■ EXERCISE REQUIREMENTS: Please list every way of exploring toys that the passage on a child's learning environment encourages parents to suggest to their baby.

---------- SOURCE PASSAGE ----------

February 23, 2023
The Power of Environment
As your child’s most important teacher, it is your job to create a secure and rich environment with printed letters, numbers, and physical objects he can observe and manipulate. These tools can help them develop the cognitive and emotional skills that, in turn, contribute to intellectual, emotional, and social growth, ultimately leading to academic and personal success later in life.
Tiny Scientists
This is because the world is astonishing and captivating through your baby’s eyes. They are a tiny scientist discovering the world through familiar experiments. Throwing toys, bottles, spoons (or food) from the high chair is not just a test to see how many throws it takes to drive mom or dad crazy; it is an experiment in gravity. It’s also a test of your presence and responsiveness: “If l throw this, does mommy pick it up and give it back?”
These many little experiments stimulate your baby’s neurons to fire up and add to their brain’s associative mass of connections. With each outing into unknown territory, your child moves to a higher level of intellectual and emotional advancement. And, of course, you are Dr. Watson to their Sherlock, Clark to their Lewis.
The Right Environment
There are many ways to create a stimulating environment for your baby. Encourage them to explore toys differently by touching, banging, stacking, or shaking them. You can also turn everyday routines into playful learning moments. For example, you can teach them about sinking and floating, wet or dry, or under or over the water during bath time.
You can also pay attention to what your child is interested in. Children learn best when they are excited. If they like dogs, take them to watch dogs play at the dog park. Ask them, “What color is that dog?” “How many dogs are there?” “How many dogs are big? How many are small?” These questions will help them think and create classifications, labels, and interpretations about what they see. When reading a book together, ask, “Why do you think the girl is smiling?”
You can watch and listen at even earlier ages to see how your baby communicates their thoughts and feelings. Repeat the sounds and words your child uses and have back-and-forth conversations. Narrate their feelings and experiences so they learn to put words to their emotions. For example, you might say, “You are so happy to be at the park!” As you talk about what you do together, such as grocery shopping, playing, or driving to grandma’s house, they also learn to put words to their experiences.
Helping your children learn and excel is neither time-consuming nor difficult. And the results can start appearing in just days, not years. L. Madden, reporting on the remediation of poor readers in elementary school, found that parents who were taught how to interact with their children by reading in their own home over six to eight weeks multiplied their children’s comprehension rate by six times the normal rate.

---------- EXTRACTED DATA ----------

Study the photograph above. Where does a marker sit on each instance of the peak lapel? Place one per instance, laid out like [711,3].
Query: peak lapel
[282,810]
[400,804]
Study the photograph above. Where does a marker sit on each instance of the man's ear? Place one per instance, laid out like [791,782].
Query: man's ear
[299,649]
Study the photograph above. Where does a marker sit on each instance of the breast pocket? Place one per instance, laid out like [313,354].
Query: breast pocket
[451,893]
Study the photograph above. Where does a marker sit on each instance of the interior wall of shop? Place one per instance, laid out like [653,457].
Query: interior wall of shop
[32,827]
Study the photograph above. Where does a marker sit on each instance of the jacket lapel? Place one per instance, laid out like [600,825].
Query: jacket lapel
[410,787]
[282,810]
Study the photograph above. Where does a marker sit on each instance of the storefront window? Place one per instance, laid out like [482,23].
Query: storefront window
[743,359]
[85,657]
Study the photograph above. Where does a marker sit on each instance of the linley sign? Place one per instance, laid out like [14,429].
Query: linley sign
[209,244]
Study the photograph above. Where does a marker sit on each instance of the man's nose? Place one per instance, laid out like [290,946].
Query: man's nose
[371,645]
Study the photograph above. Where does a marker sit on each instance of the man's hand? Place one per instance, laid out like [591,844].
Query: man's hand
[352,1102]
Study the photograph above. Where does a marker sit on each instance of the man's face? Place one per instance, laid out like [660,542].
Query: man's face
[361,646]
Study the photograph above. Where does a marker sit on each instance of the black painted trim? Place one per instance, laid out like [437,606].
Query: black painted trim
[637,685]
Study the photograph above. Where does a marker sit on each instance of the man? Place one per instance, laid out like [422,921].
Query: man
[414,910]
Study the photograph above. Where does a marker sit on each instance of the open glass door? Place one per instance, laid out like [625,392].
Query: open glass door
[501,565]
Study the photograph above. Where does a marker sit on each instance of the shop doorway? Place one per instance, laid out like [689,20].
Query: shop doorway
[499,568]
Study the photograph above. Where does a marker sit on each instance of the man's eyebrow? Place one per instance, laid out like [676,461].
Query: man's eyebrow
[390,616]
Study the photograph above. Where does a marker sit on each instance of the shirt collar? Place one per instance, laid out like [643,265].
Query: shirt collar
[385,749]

----------
---------- EXTRACTED DATA ----------

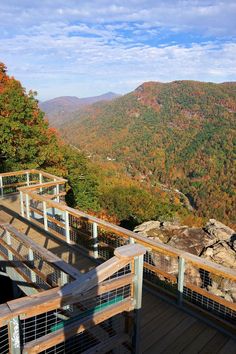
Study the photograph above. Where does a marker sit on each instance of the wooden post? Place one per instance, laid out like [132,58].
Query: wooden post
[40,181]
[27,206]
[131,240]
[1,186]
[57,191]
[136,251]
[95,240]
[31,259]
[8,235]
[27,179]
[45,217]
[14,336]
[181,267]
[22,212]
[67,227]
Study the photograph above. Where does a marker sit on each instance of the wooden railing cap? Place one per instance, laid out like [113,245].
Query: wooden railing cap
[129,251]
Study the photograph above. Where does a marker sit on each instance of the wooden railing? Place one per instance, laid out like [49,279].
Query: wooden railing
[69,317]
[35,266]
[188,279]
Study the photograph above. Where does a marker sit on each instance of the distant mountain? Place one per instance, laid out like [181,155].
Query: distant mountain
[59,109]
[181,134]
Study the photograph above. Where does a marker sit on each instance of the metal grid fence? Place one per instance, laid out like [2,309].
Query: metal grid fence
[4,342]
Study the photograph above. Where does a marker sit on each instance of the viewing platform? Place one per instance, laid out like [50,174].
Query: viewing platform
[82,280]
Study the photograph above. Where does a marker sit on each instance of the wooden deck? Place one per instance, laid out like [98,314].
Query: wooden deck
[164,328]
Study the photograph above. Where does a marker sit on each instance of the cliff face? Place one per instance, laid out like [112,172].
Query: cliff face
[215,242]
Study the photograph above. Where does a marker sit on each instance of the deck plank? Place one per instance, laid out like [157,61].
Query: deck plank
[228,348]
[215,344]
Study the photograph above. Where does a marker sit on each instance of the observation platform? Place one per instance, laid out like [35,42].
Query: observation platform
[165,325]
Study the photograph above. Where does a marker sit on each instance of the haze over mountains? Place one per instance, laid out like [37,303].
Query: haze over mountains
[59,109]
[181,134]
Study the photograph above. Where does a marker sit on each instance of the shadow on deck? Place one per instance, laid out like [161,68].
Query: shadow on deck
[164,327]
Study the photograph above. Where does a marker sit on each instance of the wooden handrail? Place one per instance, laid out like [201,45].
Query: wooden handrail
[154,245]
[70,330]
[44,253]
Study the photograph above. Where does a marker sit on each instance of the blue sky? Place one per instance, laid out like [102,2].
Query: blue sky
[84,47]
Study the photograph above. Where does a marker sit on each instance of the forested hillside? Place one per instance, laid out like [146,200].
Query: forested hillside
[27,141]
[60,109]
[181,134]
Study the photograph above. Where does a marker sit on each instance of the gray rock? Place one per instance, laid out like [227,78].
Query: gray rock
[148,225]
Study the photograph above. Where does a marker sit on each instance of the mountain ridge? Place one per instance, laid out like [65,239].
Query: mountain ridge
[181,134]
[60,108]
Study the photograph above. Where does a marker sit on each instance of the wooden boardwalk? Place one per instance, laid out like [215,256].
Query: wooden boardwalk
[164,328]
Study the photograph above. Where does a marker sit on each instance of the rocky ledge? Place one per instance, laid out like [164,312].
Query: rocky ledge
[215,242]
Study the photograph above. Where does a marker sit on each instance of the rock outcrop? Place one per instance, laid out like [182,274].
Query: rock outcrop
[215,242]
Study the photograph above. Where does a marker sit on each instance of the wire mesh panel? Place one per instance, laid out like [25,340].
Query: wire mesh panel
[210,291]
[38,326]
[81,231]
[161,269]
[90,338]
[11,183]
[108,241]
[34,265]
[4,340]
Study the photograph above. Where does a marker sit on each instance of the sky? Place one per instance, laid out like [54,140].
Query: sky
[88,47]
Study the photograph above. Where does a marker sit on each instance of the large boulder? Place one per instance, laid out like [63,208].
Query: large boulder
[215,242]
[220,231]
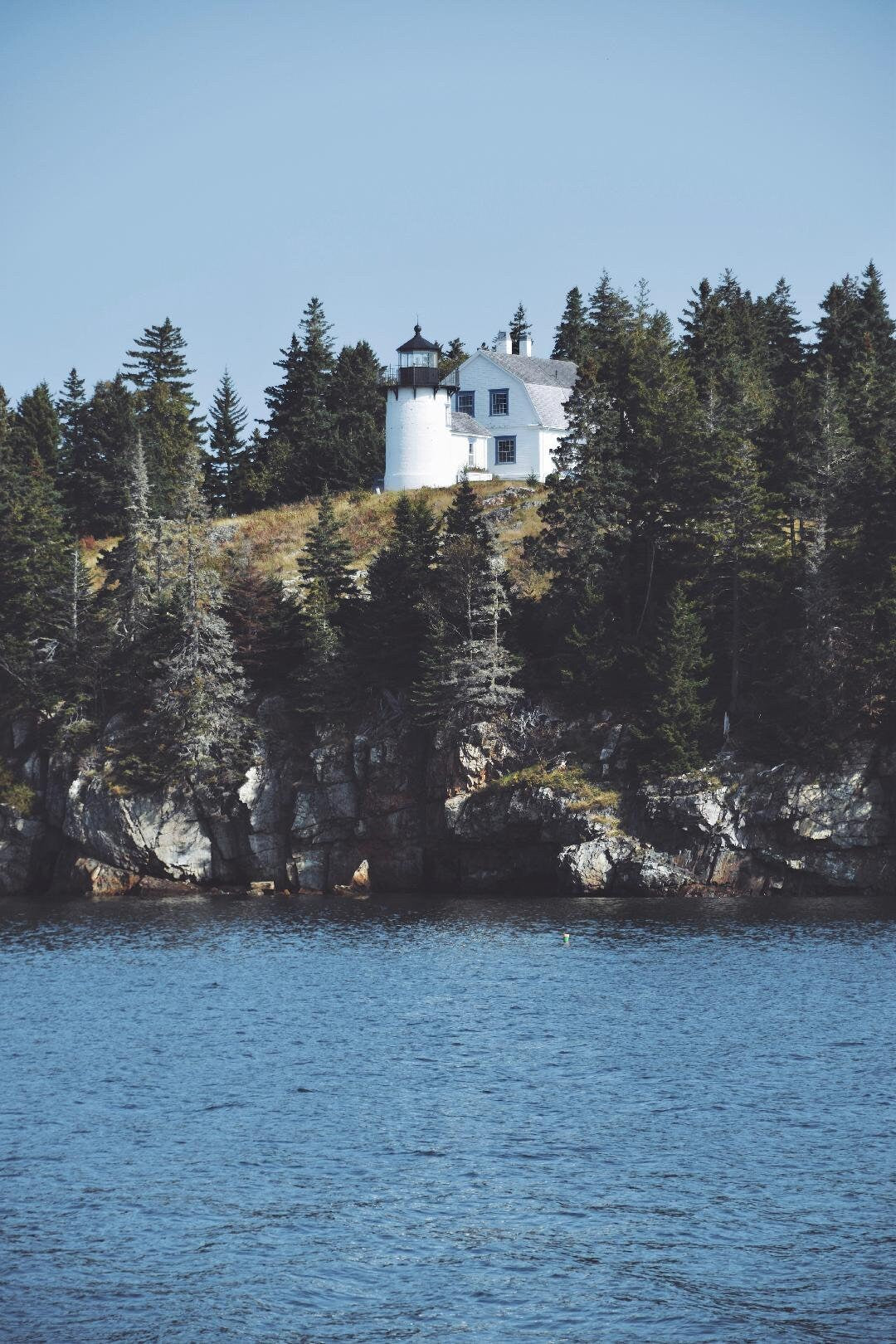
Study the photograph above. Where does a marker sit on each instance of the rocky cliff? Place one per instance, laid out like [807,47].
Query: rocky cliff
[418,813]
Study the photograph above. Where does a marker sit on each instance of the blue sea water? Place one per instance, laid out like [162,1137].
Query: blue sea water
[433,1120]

----------

■ TASK SOLUTION: Touching, banging, stacking, shaking